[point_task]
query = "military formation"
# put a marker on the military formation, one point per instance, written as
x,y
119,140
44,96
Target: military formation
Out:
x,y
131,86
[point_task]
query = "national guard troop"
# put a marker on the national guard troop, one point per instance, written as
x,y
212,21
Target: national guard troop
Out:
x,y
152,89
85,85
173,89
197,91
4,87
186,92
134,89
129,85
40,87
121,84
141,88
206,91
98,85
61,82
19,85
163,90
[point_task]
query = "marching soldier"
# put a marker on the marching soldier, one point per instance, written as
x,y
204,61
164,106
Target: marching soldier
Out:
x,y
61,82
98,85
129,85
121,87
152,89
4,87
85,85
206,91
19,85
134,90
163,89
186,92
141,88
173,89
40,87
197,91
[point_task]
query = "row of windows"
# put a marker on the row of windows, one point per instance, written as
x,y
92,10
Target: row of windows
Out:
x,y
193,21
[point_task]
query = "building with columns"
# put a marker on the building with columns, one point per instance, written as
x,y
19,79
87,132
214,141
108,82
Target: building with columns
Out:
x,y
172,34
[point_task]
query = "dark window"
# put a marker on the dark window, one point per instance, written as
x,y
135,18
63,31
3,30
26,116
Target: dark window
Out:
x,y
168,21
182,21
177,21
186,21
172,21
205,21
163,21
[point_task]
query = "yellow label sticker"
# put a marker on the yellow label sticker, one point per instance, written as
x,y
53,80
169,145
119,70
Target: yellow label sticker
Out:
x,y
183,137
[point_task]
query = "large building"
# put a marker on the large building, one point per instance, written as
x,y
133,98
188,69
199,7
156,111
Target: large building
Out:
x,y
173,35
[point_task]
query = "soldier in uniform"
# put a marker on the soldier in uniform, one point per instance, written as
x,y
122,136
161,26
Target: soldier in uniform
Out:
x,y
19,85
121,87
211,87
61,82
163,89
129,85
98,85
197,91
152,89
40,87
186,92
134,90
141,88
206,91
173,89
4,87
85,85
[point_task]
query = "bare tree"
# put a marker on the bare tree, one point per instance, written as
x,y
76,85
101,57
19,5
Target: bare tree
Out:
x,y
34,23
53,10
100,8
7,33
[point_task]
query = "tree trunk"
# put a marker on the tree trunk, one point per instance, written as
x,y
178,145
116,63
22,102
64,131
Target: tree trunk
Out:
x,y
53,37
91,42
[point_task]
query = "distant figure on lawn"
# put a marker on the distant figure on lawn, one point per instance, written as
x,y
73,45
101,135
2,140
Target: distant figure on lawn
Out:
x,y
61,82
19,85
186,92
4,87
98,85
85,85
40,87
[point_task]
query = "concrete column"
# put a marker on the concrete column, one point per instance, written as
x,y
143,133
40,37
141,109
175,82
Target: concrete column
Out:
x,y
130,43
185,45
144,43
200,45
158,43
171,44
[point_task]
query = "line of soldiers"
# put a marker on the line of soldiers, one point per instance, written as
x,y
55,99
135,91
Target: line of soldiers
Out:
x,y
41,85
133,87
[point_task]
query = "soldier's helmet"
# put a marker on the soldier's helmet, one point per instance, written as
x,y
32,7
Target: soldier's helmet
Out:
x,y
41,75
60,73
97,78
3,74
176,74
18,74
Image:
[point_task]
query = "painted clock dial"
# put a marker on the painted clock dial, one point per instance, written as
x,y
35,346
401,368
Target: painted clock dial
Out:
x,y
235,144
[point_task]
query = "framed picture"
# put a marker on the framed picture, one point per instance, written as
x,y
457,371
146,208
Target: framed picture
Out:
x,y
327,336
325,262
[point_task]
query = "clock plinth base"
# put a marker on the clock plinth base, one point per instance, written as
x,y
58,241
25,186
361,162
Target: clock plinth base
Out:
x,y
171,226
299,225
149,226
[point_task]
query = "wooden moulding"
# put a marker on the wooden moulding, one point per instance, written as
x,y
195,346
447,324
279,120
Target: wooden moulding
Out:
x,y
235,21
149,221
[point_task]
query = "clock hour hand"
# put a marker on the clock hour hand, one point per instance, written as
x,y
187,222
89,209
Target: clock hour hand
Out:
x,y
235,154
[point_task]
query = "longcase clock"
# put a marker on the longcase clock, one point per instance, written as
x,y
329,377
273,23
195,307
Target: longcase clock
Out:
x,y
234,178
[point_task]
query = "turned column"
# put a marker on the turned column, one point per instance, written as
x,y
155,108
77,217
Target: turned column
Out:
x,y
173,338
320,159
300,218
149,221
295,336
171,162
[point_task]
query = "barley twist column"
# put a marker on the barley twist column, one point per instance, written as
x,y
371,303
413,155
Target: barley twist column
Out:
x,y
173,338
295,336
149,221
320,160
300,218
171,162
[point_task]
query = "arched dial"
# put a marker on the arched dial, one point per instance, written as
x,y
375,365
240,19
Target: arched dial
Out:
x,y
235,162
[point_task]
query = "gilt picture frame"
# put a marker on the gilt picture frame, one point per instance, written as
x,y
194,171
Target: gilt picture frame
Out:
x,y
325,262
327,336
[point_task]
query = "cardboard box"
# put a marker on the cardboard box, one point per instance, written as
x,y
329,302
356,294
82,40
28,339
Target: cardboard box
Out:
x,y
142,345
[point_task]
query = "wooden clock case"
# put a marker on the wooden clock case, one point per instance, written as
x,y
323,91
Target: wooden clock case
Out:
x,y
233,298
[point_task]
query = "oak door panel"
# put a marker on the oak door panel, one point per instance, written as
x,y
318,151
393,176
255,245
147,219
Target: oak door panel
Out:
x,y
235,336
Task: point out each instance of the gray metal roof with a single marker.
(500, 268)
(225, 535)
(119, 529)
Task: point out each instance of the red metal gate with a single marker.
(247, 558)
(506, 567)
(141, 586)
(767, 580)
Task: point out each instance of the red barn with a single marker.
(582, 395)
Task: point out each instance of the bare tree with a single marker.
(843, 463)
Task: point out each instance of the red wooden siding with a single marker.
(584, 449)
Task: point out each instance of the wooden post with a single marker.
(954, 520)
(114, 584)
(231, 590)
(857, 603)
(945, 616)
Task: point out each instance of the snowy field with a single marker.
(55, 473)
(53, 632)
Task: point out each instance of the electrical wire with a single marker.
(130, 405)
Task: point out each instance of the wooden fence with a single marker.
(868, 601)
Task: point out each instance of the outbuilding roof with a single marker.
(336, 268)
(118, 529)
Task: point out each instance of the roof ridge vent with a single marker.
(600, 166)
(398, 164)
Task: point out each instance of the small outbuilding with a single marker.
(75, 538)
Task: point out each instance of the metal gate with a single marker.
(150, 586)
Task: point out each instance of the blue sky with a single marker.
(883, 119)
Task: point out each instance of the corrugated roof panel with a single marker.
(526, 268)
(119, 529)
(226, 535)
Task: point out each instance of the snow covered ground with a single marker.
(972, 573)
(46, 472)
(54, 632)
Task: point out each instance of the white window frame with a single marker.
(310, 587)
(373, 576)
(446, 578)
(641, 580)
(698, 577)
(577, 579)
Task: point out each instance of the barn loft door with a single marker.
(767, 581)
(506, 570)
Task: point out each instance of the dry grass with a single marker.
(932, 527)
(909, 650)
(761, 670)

▶ What the task asks
Exactly reproduce the entries in their entirety.

▶ The completed task
[point_task]
query = "military formation"
# put a marker on the military formation, one point per instance, written as
x,y
119,140
44,96
Target: military formation
Out:
x,y
131,86
[point_task]
query = "national guard troop"
# put a marker on the national guard troop, one point per instance, written as
x,y
212,21
Target: national guard troop
Out:
x,y
152,89
85,85
173,89
197,91
4,87
186,92
134,89
129,85
40,87
121,84
141,88
206,91
98,85
61,82
19,85
163,90
[point_task]
query = "marching soldier"
# put a marker on the marching soldier, one point per instance, written as
x,y
204,61
164,106
Target: marching soldier
Out:
x,y
61,82
98,85
129,85
121,87
152,89
4,87
85,85
206,91
19,85
134,90
163,89
186,92
141,88
173,89
40,87
197,91
[point_task]
query = "row of windows"
# put a marker on the row of windows, one point per instance, written as
x,y
92,10
Target: row of windows
Out:
x,y
193,21
[point_task]
query = "building with columns"
# put a marker on the building with columns, one point per instance, written as
x,y
19,79
87,132
214,141
108,82
Target: building with columns
Out:
x,y
172,34
[point_task]
query = "dark window"
# put a marker on the dark window, one point per instance, written as
x,y
135,18
63,31
3,30
26,116
Target: dark window
Out:
x,y
168,21
182,21
177,21
186,21
172,21
205,21
163,21
[point_task]
query = "yellow label sticker"
# put a marker on the yellow label sticker, one point per instance, written as
x,y
53,80
169,145
119,70
Target: yellow label sticker
Out:
x,y
183,137
[point_task]
query = "large building"
# put a marker on the large building, one point per instance, written as
x,y
133,98
188,69
199,7
156,111
Target: large building
Out:
x,y
173,35
[point_task]
query = "soldier in uniform"
# put a marker on the soldier in uniform, one point per instance, written as
x,y
122,136
161,26
Target: soldier in uniform
Out:
x,y
19,85
121,87
211,87
61,82
163,89
129,85
98,85
197,91
152,89
40,87
186,92
134,90
141,88
206,91
173,89
4,87
85,85
[point_task]
query = "bare tree"
# put a marker on the bare tree, one point per instance, written as
x,y
76,85
101,57
19,5
Target: bare tree
Out:
x,y
34,23
53,10
100,8
7,33
[point_task]
query = "tree trunk"
# put a marker on the tree trunk, one point per instance, written as
x,y
178,145
116,63
22,102
64,131
Target: tree trunk
Out:
x,y
53,37
91,42
[point_task]
query = "distant figure on lawn"
# put a marker on the distant figure on lawn, one point per instance, written as
x,y
73,45
101,135
2,140
Target: distant figure on lawn
Out:
x,y
61,82
19,85
186,92
4,87
98,85
85,85
40,87
[point_task]
query = "concrete column"
# put a marker on the concrete column, one point per instance, written as
x,y
143,133
40,37
141,109
175,82
Target: concrete column
Out:
x,y
130,43
185,45
144,43
200,45
158,43
171,44
[point_task]
query = "line of soldiers"
# put a marker on the line of soldiers, one point per instance, written as
x,y
55,99
135,91
Target: line of soldiers
Out:
x,y
41,85
133,87
[point_task]
query = "soldier's helmet"
# put a marker on the soldier's helmet, one point per instance, written as
x,y
32,7
Target: soldier's helmet
Out:
x,y
41,75
60,73
97,78
3,74
176,74
18,74
Image:
[point_task]
query = "painted clock dial"
# put a marker on the painted clock dial, one point per instance, written as
x,y
35,346
401,368
Target: painted clock dial
Out:
x,y
235,144
[point_task]
query = "framed picture"
# put a marker on the framed picture, one point per instance, written as
x,y
457,371
146,208
Target: framed picture
Out:
x,y
327,336
325,262
[point_task]
query = "clock plinth base"
# put a marker on the clock plinth base, one point per instance, written as
x,y
58,241
25,186
361,162
Target: clock plinth base
Out:
x,y
171,226
299,225
149,226
[point_task]
query = "wooden moulding"
# put a marker on the wooden moulding, one point per instance, written as
x,y
195,346
447,324
279,120
Target: wooden moulding
Out:
x,y
235,21
149,221
[point_task]
query = "clock hour hand"
# put a marker on the clock hour hand, one point per instance, written as
x,y
187,222
89,209
Target: clock hour hand
Out:
x,y
235,154
[point_task]
query = "longcase clock"
# put a marker on the longcase clock, one point per instance, written as
x,y
329,377
273,23
195,307
Target: longcase clock
Out:
x,y
234,178
[point_task]
query = "turned column"
# put a marker on the turned column, one point per instance, written as
x,y
155,108
77,217
Target: turned column
Out:
x,y
173,338
320,159
300,218
149,221
295,336
171,162
[point_task]
query = "barley twist column"
# put a marker on the barley twist column, one point per instance, written as
x,y
371,303
413,155
Target: barley twist column
Out:
x,y
173,338
295,336
149,221
320,160
300,218
171,162
[point_task]
query = "arched dial"
# put a marker on the arched dial, one point per instance, written as
x,y
375,365
240,19
Target: arched dial
Out:
x,y
235,162
[point_task]
query = "gilt picture frame"
# put a marker on the gilt picture frame, one point per instance, written as
x,y
194,171
Target: gilt picture frame
Out:
x,y
325,262
327,336
[point_task]
query = "cardboard box"
# put a marker on the cardboard box, one point per instance, written as
x,y
329,302
356,294
82,40
28,339
Target: cardboard box
Out:
x,y
142,345
[point_task]
query = "wooden clock case"
# put a marker on the wooden clock case, one point per instance, written as
x,y
323,91
Target: wooden clock case
Out:
x,y
233,298
[point_task]
query = "oak door panel"
# put a marker on the oak door panel, one point per instance, written as
x,y
318,151
393,176
255,245
147,219
Target: oak door panel
Out:
x,y
235,336
Task: point out each instance of the gray metal roof with a single marker.
(500, 268)
(225, 535)
(119, 529)
Task: point out each instance of the red metal gate with a single marker.
(247, 558)
(506, 567)
(141, 586)
(767, 580)
Task: point out each instance of the red barn with a single marker.
(582, 395)
Task: point out each instance of the bare tree with a single marker.
(843, 463)
Task: point out each instance of the red wooden siding with a single marker.
(584, 449)
Task: point out each instance of the wooden post with a single marker.
(954, 520)
(114, 584)
(231, 590)
(857, 603)
(945, 616)
Task: point out each instance of the snowy field with a single marker.
(55, 473)
(53, 632)
Task: point out each instance of the electrical wire with a single marker.
(130, 405)
Task: point out each instance of the wooden fence with a single marker.
(868, 601)
Task: point out each instance of the outbuilding roof with a single marker.
(336, 268)
(118, 529)
Task: point out each instance of the roof ridge vent with a single marker.
(600, 166)
(398, 164)
Task: point out each instance of the small outbuilding with a single marker.
(75, 538)
Task: point out each instance of the metal gate with a single marker.
(150, 586)
Task: point out each instance of the blue sky with a single marker.
(883, 119)
Task: point out each instance of the corrugated roof panel with a single marker.
(526, 268)
(119, 529)
(226, 535)
Task: point out each instance of the snow covered ground with a single marker.
(972, 573)
(46, 472)
(54, 632)
Task: point out each instance of the white window frame with a single marker.
(310, 587)
(373, 576)
(446, 578)
(641, 580)
(698, 577)
(577, 579)
Task: point out each instance of the barn loft door with a single marker.
(767, 581)
(506, 570)
Task: point out each instance of the dry grass with a single marker.
(932, 527)
(909, 650)
(761, 670)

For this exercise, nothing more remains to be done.